A statement posted to his website said that he died from complications of COVID-19.

The son of Mississippi sharecroppers, Pride shattered barriers in country music, selling millions of records over the course of a career that spanned 60 years and becoming the first black artist inducted into the Country Music Hall of Fame.

Although Pride taught himself to play guitar at age 14, learning on an instrument his mother gave him as a gift, music wasn’t Pride’s first career choice. Instead, he tried to follow his older brother into professional baseball, signing as a pitcher for the Memphis Red Sox of the Negro American League when he was 18.

He went on to play for a series of Negro and Minor league teams but his career aspirations were sidelined, first by a 14-month stint in the U.S. Army after he was drafted in 1956, and then by an injury to his arm that impacted his pitching.

After he was laid off by the Missoula Timberjacks in 1960, Pride worked a series of jobs, including construction and a lead smelter in Helene, Montana while keeping his music prospects alive as a sideline.

In 1965, RCA Victor’s Chet Atkins signed Pride to a recording contract after hearing a demo and released his first charting single “Just Between You and Me” the following year.

# # #

- Explore the material:
[1] In the passage about Pride's life, who signed Pride to a recording contract after hearing a demo?
[2] List every year that the passage about Pride's life gives as a number.
[3] Continue the passage about Pride's life from where it stops.
None of the work here requires the entries.

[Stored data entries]
# # #

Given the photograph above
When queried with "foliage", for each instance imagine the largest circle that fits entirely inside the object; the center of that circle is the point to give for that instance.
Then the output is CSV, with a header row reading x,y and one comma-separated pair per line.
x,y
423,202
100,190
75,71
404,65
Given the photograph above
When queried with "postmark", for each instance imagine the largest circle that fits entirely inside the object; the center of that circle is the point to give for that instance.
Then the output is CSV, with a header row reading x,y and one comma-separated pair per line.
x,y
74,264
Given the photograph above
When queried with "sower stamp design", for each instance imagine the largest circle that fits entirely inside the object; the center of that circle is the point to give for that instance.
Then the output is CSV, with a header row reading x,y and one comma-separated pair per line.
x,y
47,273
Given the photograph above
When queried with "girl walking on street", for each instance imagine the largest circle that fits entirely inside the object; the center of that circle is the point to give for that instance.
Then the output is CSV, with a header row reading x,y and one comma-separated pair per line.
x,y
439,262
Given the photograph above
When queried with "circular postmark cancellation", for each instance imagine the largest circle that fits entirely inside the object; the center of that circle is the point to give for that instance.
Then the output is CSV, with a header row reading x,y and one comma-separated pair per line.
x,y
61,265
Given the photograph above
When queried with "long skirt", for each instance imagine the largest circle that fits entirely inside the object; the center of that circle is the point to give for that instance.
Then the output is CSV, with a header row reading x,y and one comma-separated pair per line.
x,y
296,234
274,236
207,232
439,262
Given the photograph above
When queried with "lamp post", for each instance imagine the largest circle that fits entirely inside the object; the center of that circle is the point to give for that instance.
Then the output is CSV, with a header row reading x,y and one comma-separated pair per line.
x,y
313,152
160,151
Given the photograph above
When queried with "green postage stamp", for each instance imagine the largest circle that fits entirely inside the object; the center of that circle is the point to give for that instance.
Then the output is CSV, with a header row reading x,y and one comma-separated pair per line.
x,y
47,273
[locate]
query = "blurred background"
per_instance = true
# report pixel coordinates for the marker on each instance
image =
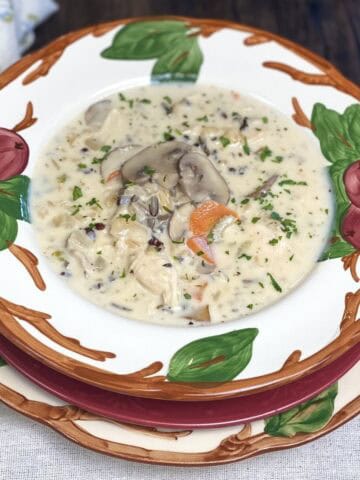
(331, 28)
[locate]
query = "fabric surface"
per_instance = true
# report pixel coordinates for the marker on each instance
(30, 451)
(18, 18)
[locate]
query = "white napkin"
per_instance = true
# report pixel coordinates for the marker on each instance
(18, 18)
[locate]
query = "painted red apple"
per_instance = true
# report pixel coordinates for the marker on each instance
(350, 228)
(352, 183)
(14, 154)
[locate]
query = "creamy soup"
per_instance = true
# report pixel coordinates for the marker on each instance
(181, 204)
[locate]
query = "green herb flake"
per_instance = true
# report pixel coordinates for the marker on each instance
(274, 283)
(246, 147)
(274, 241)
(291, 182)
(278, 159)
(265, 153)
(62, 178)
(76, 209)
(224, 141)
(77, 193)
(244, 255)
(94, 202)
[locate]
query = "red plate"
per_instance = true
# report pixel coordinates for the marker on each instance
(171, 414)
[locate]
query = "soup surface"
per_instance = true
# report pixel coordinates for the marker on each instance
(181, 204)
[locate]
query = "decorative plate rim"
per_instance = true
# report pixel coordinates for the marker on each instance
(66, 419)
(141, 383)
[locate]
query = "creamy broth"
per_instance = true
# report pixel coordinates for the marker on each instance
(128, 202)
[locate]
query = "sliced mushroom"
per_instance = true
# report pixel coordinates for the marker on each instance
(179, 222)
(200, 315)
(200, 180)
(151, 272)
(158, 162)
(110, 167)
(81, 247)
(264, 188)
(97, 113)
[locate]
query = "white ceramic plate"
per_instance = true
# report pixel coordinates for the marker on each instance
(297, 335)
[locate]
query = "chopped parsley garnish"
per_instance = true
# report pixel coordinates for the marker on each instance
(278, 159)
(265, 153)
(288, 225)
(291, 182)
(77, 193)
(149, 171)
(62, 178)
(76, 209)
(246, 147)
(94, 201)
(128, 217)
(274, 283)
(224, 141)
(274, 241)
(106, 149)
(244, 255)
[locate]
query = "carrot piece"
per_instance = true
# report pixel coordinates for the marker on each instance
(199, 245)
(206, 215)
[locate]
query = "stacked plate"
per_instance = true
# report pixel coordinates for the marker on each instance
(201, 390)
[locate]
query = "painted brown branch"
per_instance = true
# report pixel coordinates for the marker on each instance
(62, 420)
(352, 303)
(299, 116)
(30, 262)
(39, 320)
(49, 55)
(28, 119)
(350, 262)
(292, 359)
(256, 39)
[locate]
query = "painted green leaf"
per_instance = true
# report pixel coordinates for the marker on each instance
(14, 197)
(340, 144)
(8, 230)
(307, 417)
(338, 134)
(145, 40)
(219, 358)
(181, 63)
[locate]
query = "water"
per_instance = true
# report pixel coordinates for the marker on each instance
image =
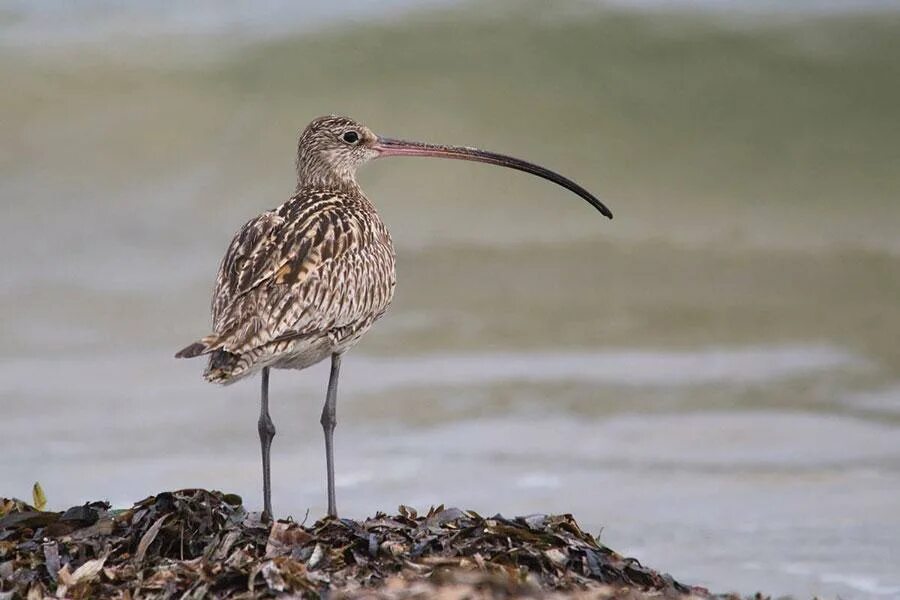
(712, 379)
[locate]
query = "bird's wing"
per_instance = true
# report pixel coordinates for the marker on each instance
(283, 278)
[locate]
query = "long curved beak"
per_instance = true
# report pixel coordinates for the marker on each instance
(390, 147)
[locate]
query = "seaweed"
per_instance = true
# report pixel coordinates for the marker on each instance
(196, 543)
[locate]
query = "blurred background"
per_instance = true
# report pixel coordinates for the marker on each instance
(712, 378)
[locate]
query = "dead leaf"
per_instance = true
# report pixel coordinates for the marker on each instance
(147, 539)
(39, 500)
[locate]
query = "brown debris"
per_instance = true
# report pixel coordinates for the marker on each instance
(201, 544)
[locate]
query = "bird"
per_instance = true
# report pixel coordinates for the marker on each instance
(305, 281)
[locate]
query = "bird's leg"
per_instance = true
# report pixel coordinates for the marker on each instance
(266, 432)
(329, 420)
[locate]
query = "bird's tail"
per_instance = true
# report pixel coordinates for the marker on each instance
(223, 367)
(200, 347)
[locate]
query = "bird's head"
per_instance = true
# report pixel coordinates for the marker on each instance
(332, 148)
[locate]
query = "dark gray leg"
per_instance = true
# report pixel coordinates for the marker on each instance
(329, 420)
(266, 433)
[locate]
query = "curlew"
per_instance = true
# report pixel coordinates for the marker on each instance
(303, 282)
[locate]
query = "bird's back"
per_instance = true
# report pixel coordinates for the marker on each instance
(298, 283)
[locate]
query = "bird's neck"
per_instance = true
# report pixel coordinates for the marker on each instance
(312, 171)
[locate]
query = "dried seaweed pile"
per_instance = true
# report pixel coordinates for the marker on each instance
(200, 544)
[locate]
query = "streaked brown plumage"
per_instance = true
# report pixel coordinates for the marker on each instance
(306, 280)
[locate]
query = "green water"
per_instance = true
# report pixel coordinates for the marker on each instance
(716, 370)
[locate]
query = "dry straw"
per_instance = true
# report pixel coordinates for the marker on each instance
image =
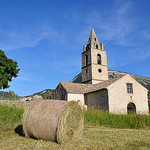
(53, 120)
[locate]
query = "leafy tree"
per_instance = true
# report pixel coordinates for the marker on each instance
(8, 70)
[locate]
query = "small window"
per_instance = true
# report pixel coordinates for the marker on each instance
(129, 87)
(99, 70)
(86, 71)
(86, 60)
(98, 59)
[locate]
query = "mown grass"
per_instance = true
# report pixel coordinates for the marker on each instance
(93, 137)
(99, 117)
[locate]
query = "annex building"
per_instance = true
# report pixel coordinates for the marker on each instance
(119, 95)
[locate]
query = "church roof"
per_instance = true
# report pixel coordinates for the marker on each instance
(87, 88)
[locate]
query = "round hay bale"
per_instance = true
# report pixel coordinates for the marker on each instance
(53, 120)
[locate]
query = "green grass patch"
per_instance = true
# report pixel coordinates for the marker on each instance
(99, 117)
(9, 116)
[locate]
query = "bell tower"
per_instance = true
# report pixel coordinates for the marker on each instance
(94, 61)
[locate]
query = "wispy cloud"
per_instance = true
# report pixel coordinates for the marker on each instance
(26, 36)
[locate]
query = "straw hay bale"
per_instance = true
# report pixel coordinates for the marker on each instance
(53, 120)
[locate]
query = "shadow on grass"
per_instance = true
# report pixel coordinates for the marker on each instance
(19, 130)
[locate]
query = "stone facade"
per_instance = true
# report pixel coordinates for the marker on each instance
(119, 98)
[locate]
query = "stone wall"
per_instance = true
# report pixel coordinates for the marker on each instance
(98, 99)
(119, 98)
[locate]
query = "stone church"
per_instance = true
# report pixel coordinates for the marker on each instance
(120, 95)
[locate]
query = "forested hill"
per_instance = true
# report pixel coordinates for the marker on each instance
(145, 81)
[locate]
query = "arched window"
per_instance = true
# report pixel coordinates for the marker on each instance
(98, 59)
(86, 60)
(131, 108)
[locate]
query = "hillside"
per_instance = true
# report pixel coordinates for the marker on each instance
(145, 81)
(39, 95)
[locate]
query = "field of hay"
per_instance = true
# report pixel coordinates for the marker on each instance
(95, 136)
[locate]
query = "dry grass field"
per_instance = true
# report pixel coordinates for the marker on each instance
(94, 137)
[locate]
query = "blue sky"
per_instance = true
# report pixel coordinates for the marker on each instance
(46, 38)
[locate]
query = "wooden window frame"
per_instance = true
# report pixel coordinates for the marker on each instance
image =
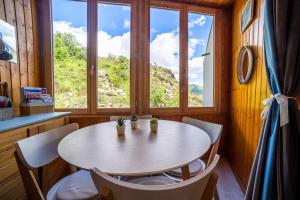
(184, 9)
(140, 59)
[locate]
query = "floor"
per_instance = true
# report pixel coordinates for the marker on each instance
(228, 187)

# # #

- Results of the tasks:
[1] RCA Victor's Chet Atkins

[2] 1956, 1960, 1965

[3]
Pride went on to record more than 30 #1 country hits, including, “Kiss an Angel Good Mornin’,” “Mississippi Cotton Picking Delta Town,” and “Missin’ You,” and 52 top ten singles, cementing his place as RCA Records best selling country artist.

While he found success as a recording artist, Pride battled manic depression and in 1989, he entered a psychiatric facility to seek treatment for his illness.

“Manic depression can be a nightmare. I was probably hesitant to accept the fact that I was afflicted by it because it smacked of mental disease or emotional disorder or something just as horrible. It is neither of those. It is a medical condition like diabetes or any other malady over which the mind has no control,” he wrote in his 1994 autobiography Pride: The Charley Pride Story.

Pride boasted an impressive collection of industry accolades, including Grammy Awards, 4 CMA Awards, including Entertainer of the Year in 1971, 3 ACM Awards, and he was inducted into the Country Music Hall of Fame in 2000.

In lieu of flowers, the family asks for donations to The Pride Scholarship at Jesuit College Preparatory School, St. Philips School and Community Center, The Food Bank, or the charity of your choice.